- _THE TASK_
The expected answer is every line of the material that contains the word "below".
PROVIDED RECORDS section start
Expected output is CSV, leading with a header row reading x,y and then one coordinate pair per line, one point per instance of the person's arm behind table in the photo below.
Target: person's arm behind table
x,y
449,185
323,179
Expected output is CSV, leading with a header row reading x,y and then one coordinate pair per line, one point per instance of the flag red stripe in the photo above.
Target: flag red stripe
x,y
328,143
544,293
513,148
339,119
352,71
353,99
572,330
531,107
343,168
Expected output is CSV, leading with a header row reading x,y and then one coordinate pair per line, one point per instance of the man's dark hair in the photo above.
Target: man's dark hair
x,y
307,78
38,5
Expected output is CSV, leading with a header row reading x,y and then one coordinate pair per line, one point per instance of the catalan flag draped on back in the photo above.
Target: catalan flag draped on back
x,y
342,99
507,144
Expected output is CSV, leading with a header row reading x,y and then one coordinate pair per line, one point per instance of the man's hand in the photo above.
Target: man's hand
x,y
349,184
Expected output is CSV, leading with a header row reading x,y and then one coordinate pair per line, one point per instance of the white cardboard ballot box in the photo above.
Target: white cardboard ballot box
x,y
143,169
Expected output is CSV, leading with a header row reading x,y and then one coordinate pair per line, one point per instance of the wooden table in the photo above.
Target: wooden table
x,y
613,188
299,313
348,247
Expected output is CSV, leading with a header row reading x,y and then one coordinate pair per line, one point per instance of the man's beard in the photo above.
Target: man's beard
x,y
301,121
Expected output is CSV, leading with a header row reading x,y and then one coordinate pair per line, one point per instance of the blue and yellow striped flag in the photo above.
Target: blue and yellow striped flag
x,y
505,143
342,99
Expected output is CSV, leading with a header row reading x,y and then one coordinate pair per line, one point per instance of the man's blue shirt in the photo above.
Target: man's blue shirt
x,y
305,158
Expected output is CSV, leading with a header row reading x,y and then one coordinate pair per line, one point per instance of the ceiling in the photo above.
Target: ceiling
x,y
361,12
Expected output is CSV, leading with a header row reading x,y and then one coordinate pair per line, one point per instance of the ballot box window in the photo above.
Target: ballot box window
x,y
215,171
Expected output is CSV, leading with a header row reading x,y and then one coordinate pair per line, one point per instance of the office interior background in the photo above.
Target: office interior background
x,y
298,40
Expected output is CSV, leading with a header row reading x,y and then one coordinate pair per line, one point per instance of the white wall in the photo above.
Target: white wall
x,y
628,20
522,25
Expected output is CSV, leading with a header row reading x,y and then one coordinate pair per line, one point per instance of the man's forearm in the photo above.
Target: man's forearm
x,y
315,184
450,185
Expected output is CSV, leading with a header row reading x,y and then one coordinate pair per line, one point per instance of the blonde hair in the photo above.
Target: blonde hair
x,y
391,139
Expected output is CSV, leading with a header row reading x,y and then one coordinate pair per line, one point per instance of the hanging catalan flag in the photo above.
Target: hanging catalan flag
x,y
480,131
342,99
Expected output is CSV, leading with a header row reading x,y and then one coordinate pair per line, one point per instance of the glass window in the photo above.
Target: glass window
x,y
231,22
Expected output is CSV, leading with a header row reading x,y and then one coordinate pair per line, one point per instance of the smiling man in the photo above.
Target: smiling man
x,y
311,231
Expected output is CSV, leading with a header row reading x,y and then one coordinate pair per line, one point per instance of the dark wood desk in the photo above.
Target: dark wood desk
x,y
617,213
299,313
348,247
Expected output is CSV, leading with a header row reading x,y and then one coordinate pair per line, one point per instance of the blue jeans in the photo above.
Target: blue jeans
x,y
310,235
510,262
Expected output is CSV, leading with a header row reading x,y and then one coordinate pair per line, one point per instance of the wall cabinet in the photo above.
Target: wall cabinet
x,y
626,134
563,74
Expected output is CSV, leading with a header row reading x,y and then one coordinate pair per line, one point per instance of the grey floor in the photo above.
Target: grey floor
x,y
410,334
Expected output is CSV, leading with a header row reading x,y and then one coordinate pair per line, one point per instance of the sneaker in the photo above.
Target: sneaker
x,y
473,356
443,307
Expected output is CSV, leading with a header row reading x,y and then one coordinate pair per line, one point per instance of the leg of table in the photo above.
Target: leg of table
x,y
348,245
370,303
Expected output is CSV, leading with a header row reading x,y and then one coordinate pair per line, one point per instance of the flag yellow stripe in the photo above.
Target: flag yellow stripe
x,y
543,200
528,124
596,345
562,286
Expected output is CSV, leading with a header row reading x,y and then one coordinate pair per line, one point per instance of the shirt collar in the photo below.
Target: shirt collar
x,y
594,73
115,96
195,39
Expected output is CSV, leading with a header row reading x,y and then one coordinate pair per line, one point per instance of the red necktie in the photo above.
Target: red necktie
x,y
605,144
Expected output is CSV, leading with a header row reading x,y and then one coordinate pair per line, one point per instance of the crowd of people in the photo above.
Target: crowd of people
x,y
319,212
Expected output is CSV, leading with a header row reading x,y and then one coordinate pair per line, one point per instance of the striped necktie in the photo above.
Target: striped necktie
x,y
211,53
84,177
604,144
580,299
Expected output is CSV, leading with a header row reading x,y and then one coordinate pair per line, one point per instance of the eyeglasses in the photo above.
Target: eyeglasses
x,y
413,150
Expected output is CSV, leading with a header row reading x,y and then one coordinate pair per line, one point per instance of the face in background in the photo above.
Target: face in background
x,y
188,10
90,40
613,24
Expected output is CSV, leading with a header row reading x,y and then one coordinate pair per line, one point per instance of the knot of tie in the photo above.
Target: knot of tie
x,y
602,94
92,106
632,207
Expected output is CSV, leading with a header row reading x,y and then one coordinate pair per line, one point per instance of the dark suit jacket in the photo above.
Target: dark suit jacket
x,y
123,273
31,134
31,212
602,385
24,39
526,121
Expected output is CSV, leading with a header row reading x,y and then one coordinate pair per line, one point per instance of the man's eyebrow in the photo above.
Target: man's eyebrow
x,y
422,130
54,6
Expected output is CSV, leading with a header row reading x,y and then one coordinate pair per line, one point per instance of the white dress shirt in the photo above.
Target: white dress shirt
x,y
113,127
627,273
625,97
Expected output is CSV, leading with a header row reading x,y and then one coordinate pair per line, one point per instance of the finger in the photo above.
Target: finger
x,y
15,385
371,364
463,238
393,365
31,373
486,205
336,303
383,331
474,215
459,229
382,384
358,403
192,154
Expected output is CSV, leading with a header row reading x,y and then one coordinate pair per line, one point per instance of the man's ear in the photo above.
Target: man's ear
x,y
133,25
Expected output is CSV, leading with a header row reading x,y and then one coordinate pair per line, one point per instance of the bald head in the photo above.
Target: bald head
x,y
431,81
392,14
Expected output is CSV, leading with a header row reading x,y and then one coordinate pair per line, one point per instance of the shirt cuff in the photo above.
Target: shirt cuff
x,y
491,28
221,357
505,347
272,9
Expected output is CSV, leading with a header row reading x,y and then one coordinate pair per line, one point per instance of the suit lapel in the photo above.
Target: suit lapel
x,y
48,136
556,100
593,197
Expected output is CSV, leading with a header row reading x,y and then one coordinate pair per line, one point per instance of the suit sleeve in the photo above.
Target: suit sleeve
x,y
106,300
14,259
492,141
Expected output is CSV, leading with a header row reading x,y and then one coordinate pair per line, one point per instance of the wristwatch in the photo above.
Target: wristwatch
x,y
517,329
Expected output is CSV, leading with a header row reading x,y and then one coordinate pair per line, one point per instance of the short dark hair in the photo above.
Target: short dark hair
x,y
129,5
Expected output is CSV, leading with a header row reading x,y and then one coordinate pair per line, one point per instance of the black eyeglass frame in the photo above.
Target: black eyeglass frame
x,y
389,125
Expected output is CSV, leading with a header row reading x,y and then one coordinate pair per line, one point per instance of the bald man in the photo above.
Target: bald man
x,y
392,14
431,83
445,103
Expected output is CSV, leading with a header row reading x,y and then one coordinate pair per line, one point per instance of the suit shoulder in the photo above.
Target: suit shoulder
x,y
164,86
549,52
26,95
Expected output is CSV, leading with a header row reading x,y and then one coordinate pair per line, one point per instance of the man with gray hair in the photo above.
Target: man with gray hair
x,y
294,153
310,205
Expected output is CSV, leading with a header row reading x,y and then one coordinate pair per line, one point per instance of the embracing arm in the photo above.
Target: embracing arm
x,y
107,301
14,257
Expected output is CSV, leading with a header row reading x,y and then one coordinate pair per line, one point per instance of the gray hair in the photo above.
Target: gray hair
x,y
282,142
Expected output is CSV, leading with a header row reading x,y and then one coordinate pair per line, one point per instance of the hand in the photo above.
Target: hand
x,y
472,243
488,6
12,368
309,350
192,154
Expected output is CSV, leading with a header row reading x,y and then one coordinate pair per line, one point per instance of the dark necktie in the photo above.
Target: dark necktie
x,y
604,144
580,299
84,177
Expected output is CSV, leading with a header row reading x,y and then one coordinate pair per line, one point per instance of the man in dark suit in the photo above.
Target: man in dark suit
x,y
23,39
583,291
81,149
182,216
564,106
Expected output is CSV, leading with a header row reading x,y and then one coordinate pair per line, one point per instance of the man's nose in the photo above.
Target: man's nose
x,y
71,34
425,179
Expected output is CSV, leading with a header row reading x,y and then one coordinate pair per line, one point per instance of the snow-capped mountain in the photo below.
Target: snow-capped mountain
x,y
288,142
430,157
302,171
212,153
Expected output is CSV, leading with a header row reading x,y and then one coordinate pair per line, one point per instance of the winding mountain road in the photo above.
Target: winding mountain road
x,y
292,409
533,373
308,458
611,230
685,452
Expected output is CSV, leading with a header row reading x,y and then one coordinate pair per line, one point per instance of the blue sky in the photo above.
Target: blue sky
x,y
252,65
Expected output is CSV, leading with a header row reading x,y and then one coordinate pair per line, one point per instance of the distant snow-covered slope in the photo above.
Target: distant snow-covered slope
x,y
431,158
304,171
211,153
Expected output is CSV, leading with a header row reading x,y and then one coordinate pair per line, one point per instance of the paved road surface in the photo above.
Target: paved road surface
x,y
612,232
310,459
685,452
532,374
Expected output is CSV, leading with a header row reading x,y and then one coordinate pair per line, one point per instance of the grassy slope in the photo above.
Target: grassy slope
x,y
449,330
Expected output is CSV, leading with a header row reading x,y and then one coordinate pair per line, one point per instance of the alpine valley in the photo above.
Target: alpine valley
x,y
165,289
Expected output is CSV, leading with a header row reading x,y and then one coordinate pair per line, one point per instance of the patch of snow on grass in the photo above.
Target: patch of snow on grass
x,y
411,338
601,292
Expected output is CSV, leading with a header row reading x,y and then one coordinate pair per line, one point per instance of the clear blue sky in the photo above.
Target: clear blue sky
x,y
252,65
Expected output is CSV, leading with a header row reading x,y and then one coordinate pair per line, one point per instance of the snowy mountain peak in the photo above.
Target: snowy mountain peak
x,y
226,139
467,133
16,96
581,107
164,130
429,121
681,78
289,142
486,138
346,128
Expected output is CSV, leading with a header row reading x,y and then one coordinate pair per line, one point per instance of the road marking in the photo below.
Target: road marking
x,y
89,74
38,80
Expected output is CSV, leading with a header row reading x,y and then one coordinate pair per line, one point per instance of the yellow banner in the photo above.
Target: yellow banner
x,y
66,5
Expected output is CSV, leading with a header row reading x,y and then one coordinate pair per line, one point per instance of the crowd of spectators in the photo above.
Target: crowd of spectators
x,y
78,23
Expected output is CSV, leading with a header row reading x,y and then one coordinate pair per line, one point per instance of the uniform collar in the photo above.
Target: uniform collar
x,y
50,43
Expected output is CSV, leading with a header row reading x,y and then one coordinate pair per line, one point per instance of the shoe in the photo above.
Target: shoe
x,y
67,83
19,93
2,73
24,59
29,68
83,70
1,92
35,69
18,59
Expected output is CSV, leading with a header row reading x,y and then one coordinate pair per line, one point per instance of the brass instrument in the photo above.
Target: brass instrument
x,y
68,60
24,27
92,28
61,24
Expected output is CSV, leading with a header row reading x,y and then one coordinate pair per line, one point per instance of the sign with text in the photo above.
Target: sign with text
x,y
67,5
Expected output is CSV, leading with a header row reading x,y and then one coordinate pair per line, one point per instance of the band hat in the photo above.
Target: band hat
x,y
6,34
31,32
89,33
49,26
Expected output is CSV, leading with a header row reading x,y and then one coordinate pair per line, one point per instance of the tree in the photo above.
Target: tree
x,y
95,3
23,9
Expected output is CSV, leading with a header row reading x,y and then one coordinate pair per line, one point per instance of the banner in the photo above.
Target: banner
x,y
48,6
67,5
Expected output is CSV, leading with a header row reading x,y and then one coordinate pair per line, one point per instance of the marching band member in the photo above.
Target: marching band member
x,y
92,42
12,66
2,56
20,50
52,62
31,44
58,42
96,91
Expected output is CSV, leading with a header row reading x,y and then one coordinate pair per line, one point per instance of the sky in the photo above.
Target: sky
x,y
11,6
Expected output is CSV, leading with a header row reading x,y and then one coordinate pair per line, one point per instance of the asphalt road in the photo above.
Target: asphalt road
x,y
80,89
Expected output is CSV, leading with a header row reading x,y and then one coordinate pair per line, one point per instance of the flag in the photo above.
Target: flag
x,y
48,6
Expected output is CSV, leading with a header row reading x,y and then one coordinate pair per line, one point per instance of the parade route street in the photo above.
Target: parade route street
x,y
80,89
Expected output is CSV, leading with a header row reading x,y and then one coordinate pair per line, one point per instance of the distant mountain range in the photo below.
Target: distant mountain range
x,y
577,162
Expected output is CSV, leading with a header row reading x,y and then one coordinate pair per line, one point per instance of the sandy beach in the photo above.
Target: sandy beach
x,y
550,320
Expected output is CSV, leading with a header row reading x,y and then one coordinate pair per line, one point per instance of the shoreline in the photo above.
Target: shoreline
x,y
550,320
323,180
PROVIDED RECORDS section end
- _ANSWER TO THIS EXERCISE_
Expected output is CSV, leading with a header row reading x,y and then one coordinate pair per line, one point per instance of the person's arm behind table in the photo below.
Expected output is CSV, leading with a header row reading x,y and then one coordinate pair per line, one point per instance of the shirt collar in the photo below.
Expected output is CSV, leading with a header row reading x,y and then one coordinate pair per line, one point per instance of the snow-capped mountain in the photo below.
Expected output is CSV, leading with a header row reading x,y and then one coordinate pair per line, one point per instance of the road marking in the photo below.
Expected output is CSV, leading with a header row reading x,y and then one coordinate pair per line, one point per instance of the distant mountain range in the photo below.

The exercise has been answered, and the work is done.